**DATASET RECORDS**
========================================================================
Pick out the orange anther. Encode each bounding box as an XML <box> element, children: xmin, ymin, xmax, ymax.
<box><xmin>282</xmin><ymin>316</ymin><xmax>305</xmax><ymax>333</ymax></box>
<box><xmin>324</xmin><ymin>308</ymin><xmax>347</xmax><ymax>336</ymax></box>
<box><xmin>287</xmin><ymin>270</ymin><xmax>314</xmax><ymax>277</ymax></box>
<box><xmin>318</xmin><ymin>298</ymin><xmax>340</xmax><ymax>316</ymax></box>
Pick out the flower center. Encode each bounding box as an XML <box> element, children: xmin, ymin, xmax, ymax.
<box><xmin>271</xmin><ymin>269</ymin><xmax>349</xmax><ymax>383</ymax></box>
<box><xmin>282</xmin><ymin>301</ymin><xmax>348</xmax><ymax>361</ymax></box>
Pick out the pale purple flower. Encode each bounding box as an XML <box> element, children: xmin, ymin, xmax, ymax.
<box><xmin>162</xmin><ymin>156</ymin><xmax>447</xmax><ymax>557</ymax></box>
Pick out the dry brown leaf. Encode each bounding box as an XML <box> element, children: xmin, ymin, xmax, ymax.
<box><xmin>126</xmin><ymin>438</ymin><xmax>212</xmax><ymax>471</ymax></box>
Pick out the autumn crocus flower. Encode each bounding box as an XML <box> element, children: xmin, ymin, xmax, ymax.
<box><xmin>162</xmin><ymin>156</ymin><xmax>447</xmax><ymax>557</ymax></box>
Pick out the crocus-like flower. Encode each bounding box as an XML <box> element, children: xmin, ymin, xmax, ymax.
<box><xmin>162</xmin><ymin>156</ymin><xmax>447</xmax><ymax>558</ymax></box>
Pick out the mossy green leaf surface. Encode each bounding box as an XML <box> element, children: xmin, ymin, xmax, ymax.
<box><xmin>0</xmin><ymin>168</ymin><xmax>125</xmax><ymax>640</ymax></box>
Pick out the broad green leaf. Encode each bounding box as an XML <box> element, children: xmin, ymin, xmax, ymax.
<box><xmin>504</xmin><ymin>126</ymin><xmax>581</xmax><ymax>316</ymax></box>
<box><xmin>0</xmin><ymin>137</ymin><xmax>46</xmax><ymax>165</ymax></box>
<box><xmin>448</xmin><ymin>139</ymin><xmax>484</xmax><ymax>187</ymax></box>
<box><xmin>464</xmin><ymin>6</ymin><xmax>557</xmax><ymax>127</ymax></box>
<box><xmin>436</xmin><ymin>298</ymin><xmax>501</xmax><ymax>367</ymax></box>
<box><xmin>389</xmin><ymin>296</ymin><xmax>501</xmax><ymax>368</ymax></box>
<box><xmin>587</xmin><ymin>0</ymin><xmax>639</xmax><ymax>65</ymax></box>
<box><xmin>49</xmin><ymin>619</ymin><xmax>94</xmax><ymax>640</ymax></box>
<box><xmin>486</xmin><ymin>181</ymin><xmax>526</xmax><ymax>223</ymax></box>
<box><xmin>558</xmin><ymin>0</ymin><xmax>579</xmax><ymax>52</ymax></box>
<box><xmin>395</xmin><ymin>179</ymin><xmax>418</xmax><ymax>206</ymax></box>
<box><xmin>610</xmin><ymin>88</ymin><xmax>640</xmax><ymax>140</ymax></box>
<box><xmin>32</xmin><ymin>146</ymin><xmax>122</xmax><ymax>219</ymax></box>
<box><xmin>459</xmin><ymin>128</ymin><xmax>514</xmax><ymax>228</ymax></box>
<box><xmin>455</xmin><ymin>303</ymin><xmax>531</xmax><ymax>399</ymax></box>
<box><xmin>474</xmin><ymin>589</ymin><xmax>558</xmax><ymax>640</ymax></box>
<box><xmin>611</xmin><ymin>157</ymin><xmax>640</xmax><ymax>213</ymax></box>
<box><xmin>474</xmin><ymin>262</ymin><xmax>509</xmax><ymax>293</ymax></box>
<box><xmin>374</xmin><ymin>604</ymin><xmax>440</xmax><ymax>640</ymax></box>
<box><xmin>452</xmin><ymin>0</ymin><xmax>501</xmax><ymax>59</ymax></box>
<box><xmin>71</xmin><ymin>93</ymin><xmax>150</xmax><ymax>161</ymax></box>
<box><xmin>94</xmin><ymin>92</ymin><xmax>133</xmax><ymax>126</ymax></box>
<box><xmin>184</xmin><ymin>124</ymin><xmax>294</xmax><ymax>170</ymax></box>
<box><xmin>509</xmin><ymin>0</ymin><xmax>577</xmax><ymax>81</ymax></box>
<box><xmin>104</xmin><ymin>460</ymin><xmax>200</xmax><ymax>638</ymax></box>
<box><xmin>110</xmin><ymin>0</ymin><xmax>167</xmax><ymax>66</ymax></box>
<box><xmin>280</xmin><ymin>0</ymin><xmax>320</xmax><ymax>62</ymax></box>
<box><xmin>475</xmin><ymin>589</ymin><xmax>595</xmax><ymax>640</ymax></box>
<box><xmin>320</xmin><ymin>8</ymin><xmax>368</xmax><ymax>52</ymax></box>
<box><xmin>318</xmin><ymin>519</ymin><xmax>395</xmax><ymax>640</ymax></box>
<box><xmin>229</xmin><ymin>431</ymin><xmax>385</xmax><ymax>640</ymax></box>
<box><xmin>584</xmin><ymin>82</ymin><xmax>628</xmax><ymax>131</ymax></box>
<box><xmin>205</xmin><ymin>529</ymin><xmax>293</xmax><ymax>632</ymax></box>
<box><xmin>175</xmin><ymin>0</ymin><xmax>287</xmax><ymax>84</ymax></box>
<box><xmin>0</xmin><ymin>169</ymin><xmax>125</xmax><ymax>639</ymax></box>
========================================================================
**WORK TO COMPLETE**
The response should be an exact copy of every line above.

**RESPONSE TO THIS TASK**
Pick out the orange anther. Encode each bounding box as an XML <box> element, children: xmin, ymin, xmax, ymax.
<box><xmin>282</xmin><ymin>316</ymin><xmax>305</xmax><ymax>333</ymax></box>
<box><xmin>324</xmin><ymin>308</ymin><xmax>347</xmax><ymax>336</ymax></box>
<box><xmin>287</xmin><ymin>270</ymin><xmax>314</xmax><ymax>277</ymax></box>
<box><xmin>318</xmin><ymin>298</ymin><xmax>340</xmax><ymax>316</ymax></box>
Pick out the flower center. Encode each bounding box as an XML <box> element, children: xmin, ymin, xmax, ymax.
<box><xmin>271</xmin><ymin>269</ymin><xmax>349</xmax><ymax>383</ymax></box>
<box><xmin>282</xmin><ymin>301</ymin><xmax>348</xmax><ymax>361</ymax></box>
Pick out the pale purple flower. Encode each bounding box as an XML <box> element, children: xmin, ymin, xmax, ymax.
<box><xmin>162</xmin><ymin>156</ymin><xmax>447</xmax><ymax>557</ymax></box>
Pick out the dry brown leaf. Encode each bounding box as an XML <box> element, children: xmin, ymin, xmax, ymax.
<box><xmin>126</xmin><ymin>438</ymin><xmax>212</xmax><ymax>471</ymax></box>
Pick out the autumn crocus flower. Encode each bounding box as an XML <box> element, children: xmin, ymin, xmax, ymax.
<box><xmin>162</xmin><ymin>156</ymin><xmax>447</xmax><ymax>557</ymax></box>
Pick out the crocus-like flower. Encode each bounding box as an XML <box> element, children: xmin, ymin, xmax, ymax.
<box><xmin>162</xmin><ymin>156</ymin><xmax>447</xmax><ymax>558</ymax></box>
Pick out the mossy green leaf surface. Encode each bounding box as an XML <box> element, children: xmin, ymin, xmax, ymax.
<box><xmin>0</xmin><ymin>168</ymin><xmax>125</xmax><ymax>640</ymax></box>
Pick out the broad green leaf. Encode each bounding box as an XML <box> element, children: xmin, ymin, xmax, ymax.
<box><xmin>504</xmin><ymin>126</ymin><xmax>581</xmax><ymax>316</ymax></box>
<box><xmin>0</xmin><ymin>137</ymin><xmax>46</xmax><ymax>165</ymax></box>
<box><xmin>448</xmin><ymin>139</ymin><xmax>484</xmax><ymax>187</ymax></box>
<box><xmin>464</xmin><ymin>6</ymin><xmax>557</xmax><ymax>127</ymax></box>
<box><xmin>436</xmin><ymin>298</ymin><xmax>501</xmax><ymax>367</ymax></box>
<box><xmin>389</xmin><ymin>296</ymin><xmax>501</xmax><ymax>368</ymax></box>
<box><xmin>587</xmin><ymin>0</ymin><xmax>639</xmax><ymax>65</ymax></box>
<box><xmin>49</xmin><ymin>619</ymin><xmax>94</xmax><ymax>640</ymax></box>
<box><xmin>486</xmin><ymin>181</ymin><xmax>526</xmax><ymax>223</ymax></box>
<box><xmin>558</xmin><ymin>0</ymin><xmax>579</xmax><ymax>52</ymax></box>
<box><xmin>395</xmin><ymin>179</ymin><xmax>418</xmax><ymax>206</ymax></box>
<box><xmin>610</xmin><ymin>88</ymin><xmax>640</xmax><ymax>140</ymax></box>
<box><xmin>32</xmin><ymin>146</ymin><xmax>122</xmax><ymax>219</ymax></box>
<box><xmin>459</xmin><ymin>128</ymin><xmax>514</xmax><ymax>228</ymax></box>
<box><xmin>455</xmin><ymin>303</ymin><xmax>531</xmax><ymax>399</ymax></box>
<box><xmin>474</xmin><ymin>589</ymin><xmax>558</xmax><ymax>640</ymax></box>
<box><xmin>611</xmin><ymin>157</ymin><xmax>640</xmax><ymax>213</ymax></box>
<box><xmin>474</xmin><ymin>262</ymin><xmax>509</xmax><ymax>293</ymax></box>
<box><xmin>374</xmin><ymin>604</ymin><xmax>440</xmax><ymax>640</ymax></box>
<box><xmin>452</xmin><ymin>0</ymin><xmax>501</xmax><ymax>59</ymax></box>
<box><xmin>71</xmin><ymin>93</ymin><xmax>150</xmax><ymax>161</ymax></box>
<box><xmin>94</xmin><ymin>92</ymin><xmax>133</xmax><ymax>126</ymax></box>
<box><xmin>184</xmin><ymin>124</ymin><xmax>294</xmax><ymax>170</ymax></box>
<box><xmin>509</xmin><ymin>0</ymin><xmax>577</xmax><ymax>81</ymax></box>
<box><xmin>104</xmin><ymin>460</ymin><xmax>200</xmax><ymax>638</ymax></box>
<box><xmin>110</xmin><ymin>0</ymin><xmax>167</xmax><ymax>66</ymax></box>
<box><xmin>280</xmin><ymin>0</ymin><xmax>320</xmax><ymax>62</ymax></box>
<box><xmin>475</xmin><ymin>589</ymin><xmax>595</xmax><ymax>640</ymax></box>
<box><xmin>320</xmin><ymin>8</ymin><xmax>368</xmax><ymax>52</ymax></box>
<box><xmin>318</xmin><ymin>519</ymin><xmax>395</xmax><ymax>640</ymax></box>
<box><xmin>229</xmin><ymin>431</ymin><xmax>385</xmax><ymax>640</ymax></box>
<box><xmin>584</xmin><ymin>82</ymin><xmax>628</xmax><ymax>131</ymax></box>
<box><xmin>205</xmin><ymin>529</ymin><xmax>293</xmax><ymax>632</ymax></box>
<box><xmin>175</xmin><ymin>0</ymin><xmax>287</xmax><ymax>84</ymax></box>
<box><xmin>0</xmin><ymin>169</ymin><xmax>125</xmax><ymax>639</ymax></box>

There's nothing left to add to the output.